PROBLEMS AND TASKS:
1: List each line of the records that contains the string "blouse". Case counts.
2: Carry on the forum thread about keyboards on the HP TouchPad's Android port from the point where it stops.

SOURCE EXTRACT:
# Keyboard For Android Port Of Hp Touchpad



## chin_a_ling (Oct 17, 2011)

SO I love my Android port, but I also loved the webOS keyboard. I have been reading a lot of things about thumb keyboard for android so I decided to download it, however I see no changes on my keyboard. Does anyone else have this problem?

also can any of you suggest a great keyboard on the touchpad?


----------



## ironman (Oct 17, 2011)

menu > settings > language and keyboard > make thumb keyboard defauly


----------



## chin_a_ling (Oct 17, 2011)

I already set it default but I see no change

Sent from my HP Touchpad using Tapatalk


----------



## Lddrizzt (Aug 26, 2011)

On the keyboard you will notice a key with a little gear on it.

PROVIDED MATERIAL:

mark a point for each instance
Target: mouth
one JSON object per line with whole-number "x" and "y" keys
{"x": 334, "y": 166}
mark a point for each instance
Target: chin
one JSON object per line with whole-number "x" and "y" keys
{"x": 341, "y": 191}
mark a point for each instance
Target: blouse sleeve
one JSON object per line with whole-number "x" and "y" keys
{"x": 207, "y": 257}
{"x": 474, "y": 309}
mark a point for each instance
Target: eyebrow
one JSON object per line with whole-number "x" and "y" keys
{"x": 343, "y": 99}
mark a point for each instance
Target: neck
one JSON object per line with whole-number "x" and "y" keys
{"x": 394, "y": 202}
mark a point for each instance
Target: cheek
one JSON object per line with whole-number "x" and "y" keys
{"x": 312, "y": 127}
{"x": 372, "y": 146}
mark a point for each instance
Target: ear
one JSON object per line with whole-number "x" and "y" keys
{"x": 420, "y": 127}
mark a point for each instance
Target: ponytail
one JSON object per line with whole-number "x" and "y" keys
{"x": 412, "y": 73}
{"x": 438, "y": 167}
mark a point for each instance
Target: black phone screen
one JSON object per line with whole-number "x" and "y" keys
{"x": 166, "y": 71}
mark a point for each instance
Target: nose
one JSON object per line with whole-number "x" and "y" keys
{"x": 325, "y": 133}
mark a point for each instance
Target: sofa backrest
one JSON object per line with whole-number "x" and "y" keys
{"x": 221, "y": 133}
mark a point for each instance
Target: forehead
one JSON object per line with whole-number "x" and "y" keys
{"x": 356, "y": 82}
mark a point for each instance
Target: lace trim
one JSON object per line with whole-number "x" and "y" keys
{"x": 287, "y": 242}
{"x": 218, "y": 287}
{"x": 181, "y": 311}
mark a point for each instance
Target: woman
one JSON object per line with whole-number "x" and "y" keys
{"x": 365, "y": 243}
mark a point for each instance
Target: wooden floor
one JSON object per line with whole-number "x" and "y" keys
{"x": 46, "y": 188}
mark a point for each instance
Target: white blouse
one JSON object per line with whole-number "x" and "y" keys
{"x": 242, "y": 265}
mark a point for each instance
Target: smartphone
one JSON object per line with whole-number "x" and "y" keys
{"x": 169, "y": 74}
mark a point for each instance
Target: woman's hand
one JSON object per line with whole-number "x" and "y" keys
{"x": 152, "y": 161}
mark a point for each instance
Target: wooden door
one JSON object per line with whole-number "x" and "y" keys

RESULTS FOR THE EXERCISE:
1:
Target: blouse sleeve
Target: white blouse

2:
Long press it, and a menu will pop up that asks to select input method.
Choose Thumb Keyboard.


----------



## Nburnes (Oct 8, 2011)

Did you long press a text input box > Input Method > Thumb Keyboard?


----------



## maddog497 (Oct 18, 2011)

I have suggested this one a couple of times. A.I.type tablet keyboard. It's really good in my opinion.


----------



## chin_a_ling (Oct 17, 2011)

Got it thanks!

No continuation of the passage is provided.